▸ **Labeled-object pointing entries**
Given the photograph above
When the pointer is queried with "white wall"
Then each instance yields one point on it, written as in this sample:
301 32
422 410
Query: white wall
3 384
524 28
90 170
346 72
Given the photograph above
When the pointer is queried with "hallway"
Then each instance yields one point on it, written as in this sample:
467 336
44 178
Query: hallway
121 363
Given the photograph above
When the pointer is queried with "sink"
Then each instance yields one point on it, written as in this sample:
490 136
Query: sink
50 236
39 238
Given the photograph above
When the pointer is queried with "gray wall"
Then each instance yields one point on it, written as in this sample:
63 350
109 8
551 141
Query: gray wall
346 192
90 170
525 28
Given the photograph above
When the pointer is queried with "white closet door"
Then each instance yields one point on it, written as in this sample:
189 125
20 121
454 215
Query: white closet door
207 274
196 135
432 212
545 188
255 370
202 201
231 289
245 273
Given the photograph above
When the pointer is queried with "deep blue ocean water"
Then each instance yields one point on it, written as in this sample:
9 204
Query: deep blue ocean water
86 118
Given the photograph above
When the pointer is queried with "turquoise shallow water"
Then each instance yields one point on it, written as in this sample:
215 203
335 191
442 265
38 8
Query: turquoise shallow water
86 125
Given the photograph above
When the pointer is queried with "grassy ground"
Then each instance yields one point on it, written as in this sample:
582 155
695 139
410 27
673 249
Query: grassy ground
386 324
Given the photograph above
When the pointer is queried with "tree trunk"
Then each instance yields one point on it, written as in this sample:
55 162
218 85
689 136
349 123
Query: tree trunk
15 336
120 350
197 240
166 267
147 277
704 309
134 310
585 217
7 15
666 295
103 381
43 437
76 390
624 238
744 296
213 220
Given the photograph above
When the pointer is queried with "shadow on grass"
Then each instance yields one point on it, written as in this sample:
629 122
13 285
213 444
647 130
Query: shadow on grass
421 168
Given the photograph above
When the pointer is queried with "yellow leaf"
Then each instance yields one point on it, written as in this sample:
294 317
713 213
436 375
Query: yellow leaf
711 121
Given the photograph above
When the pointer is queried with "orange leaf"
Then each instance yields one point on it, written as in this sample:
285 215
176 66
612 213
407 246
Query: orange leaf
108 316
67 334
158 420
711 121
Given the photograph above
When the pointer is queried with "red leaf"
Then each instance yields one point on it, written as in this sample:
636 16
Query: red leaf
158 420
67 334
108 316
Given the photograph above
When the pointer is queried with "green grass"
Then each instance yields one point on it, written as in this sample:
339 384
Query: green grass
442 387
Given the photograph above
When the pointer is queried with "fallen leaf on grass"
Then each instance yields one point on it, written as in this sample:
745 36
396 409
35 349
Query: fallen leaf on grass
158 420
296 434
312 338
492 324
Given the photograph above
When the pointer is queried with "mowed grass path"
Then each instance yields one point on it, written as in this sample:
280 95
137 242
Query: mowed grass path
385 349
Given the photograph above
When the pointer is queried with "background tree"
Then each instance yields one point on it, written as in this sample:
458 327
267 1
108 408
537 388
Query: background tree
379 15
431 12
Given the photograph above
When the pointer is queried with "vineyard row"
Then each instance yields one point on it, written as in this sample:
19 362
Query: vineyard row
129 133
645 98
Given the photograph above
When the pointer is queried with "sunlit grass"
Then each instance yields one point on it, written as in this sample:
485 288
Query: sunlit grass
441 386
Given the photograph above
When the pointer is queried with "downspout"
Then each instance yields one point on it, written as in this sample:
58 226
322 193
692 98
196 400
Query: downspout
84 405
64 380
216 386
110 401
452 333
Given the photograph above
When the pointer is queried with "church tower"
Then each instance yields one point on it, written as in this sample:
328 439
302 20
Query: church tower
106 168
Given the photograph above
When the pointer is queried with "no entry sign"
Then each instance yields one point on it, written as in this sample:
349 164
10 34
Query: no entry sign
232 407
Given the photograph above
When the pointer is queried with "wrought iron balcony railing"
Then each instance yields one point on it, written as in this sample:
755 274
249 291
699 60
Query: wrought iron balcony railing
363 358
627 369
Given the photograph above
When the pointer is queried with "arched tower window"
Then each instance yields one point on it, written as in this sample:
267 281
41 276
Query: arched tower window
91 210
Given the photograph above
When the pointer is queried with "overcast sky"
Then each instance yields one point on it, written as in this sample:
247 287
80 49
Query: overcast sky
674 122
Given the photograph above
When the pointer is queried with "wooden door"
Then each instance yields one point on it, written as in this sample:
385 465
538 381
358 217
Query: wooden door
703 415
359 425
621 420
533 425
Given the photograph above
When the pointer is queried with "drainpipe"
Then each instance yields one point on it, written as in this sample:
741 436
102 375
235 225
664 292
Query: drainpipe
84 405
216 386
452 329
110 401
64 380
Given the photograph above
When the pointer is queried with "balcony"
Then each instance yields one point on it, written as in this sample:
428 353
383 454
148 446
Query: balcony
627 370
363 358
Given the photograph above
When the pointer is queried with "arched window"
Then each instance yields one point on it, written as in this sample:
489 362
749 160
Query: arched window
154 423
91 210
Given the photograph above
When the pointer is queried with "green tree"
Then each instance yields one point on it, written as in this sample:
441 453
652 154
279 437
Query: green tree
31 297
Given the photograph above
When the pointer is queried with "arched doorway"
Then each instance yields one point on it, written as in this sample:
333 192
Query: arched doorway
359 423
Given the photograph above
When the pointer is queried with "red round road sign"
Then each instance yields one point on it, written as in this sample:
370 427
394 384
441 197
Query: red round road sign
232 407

▸ **PROBLEM DESCRIPTION**
Reproduce the listing shown above in its entirety, exactly.

▸ **FULL RESPONSE**
Given the photograph above
When the pointer is queried with "white wall"
Then each instance yields one point on it, written as in this sample:
301 32
422 410
Query: white wall
3 384
524 28
90 170
346 72
Given the photograph above
When the pointer is queried with "hallway"
Then each instance yields one point on it, written as in this sample:
467 336
44 178
Query: hallway
121 363
Given the photograph above
When the pointer is queried with "sink"
Then each instance yields one point on it, written as in this sample:
490 136
Query: sink
50 236
39 238
Given the photograph above
When the pointer is queried with "gray wall"
Then each instance yields one point on it, written as in this sample:
63 350
109 8
551 141
Query: gray wall
346 192
90 170
525 28
Given the photograph above
When the pointer is queried with "white closet door"
Then each instance yields one point on it, written as in this sample:
189 125
20 121
454 215
Query: white closet door
207 274
196 135
432 212
545 188
255 370
202 201
231 289
245 273
Given the photograph above
When the pointer is queried with "deep blue ocean water"
Then each instance yields one point on it, written as in this sample:
9 204
Query: deep blue ocean water
86 118
Given the photograph above
When the pointer is queried with "turquoise shallow water"
Then each instance yields one point on it, written as in this sample:
215 203
335 191
442 265
38 8
Query: turquoise shallow water
86 125
Given the photograph above
When the pointer is queried with "grassy ground"
Then each instance yields one point on it, written as in this sample:
582 155
695 139
410 27
673 249
Query: grassy ground
386 324
Given the photograph above
When the pointer is queried with "tree trunk"
Then each instance yields one point on it, written as in this sample:
55 162
218 85
689 136
349 123
Query: tree trunk
15 336
120 350
197 240
166 267
147 277
704 309
134 310
585 217
7 15
666 295
103 381
43 437
76 390
624 238
744 296
213 220
Given the photograph above
When the pointer is queried with "shadow on grass"
Then each instance yields one point on it, written as in this sample:
629 122
13 285
213 444
647 130
Query: shadow on grass
421 168
Given the photograph above
When the pointer is queried with "yellow leaf"
Then each instance yields one point on it, written as in this sample:
294 317
713 213
436 375
Query: yellow leaf
711 121
Given the photograph above
When the pointer is queried with "orange leaf"
Then each instance yields one point on it, written as in this sample:
285 215
176 66
612 213
407 246
Query: orange leaf
108 316
67 334
158 420
711 121
Given the photograph above
When the pointer is queried with "red leaf"
Then each instance yields one point on it, written as in this sample:
636 16
Query: red leaf
158 420
67 334
108 316
Given the photograph above
When the pointer is queried with "green grass"
Then each instance yields one point on it, written as in this sample:
339 384
Query: green grass
442 387
Given the photograph above
When the pointer is queried with "fallen leaf on grass"
Then each instance yields one point on it, written as in this sample:
745 36
396 409
35 349
Query: fallen leaf on grass
158 420
296 434
312 338
492 324
Given the photograph above
When the pointer is queried with "mowed grass path"
Then each instance yields one point on it, written as in this sample:
280 95
137 242
Query: mowed grass path
385 349
Given the photograph above
When the pointer is queried with "background tree"
Then each instance yields one point on it, written as in this sample:
458 327
267 1
108 408
537 388
Query: background tree
379 15
431 12
Given the photograph above
When the pointer is queried with "vineyard row"
Then each instance yields one point on it, written as in this sample:
19 362
Query: vineyard row
129 133
645 98
Given the photograph above
When the pointer is queried with "sunlit grass"
Then each instance yields one point on it, written as in this sample:
485 288
Query: sunlit grass
441 386
Given the photograph above
When the pointer is queried with "downspout"
Then each instance yields one point on it, written as in this sample:
58 226
322 193
692 98
196 400
Query: downspout
84 405
64 380
216 386
110 401
452 333
Given the photograph above
When the pointer is queried with "church tower"
Then each instance yields one point on it, written as in this sample:
328 439
302 20
Query: church tower
106 168
Given the photograph above
When the pointer is queried with "no entry sign"
Then each instance yields one point on it, written as in this sample:
349 164
10 34
Query: no entry sign
232 407
Given the photograph above
When the pointer is queried with "wrought iron balcony railing"
Then each instance yields one point on it, written as in this sample:
755 274
249 291
699 60
Query: wrought iron balcony railing
363 358
627 369
Given the photograph above
When the pointer is queried with "arched tower window"
Then each instance yields one point on it, written as in this sample:
267 281
41 276
Query: arched tower window
91 210
Given the photograph above
When the pointer is queried with "overcast sky"
Then each instance yields one point on it, written as in this sample:
247 287
80 49
Query: overcast sky
674 122
Given the photograph above
When the pointer is queried with "wooden door"
Then each instance yields one point on it, written as in this sample:
385 465
538 381
358 217
Query: wooden door
703 415
359 425
621 420
533 425
Given the photograph above
When the pointer is queried with "drainpipe"
Then each instance yields one point on it, written as in this sample:
741 436
102 375
235 225
664 292
Query: drainpipe
84 405
216 386
452 329
110 401
64 380
Given the photograph above
When the pointer is queried with "balcony"
Then each instance yields one point on it, written as in this sample:
428 353
383 454
148 446
Query: balcony
627 370
363 358
Given the photograph above
When the pointer is queried with "arched window"
Then each instance yields one point on it, written as in this sample:
489 362
749 160
Query: arched window
154 423
91 210
Given the photograph above
When the pointer is queried with "green tree"
Then each instance yields one point on it, written as in this sample:
441 453
652 154
279 437
Query: green tree
31 297
Given the photograph above
When the pointer is queried with "arched doorway"
Then each instance yields one point on it, written as in this sample:
333 192
Query: arched doorway
359 423
Given the photograph above
When the pointer is queried with "red round road sign"
Then each instance yields one point on it, written as in this sample:
370 427
394 384
441 197
Query: red round road sign
232 407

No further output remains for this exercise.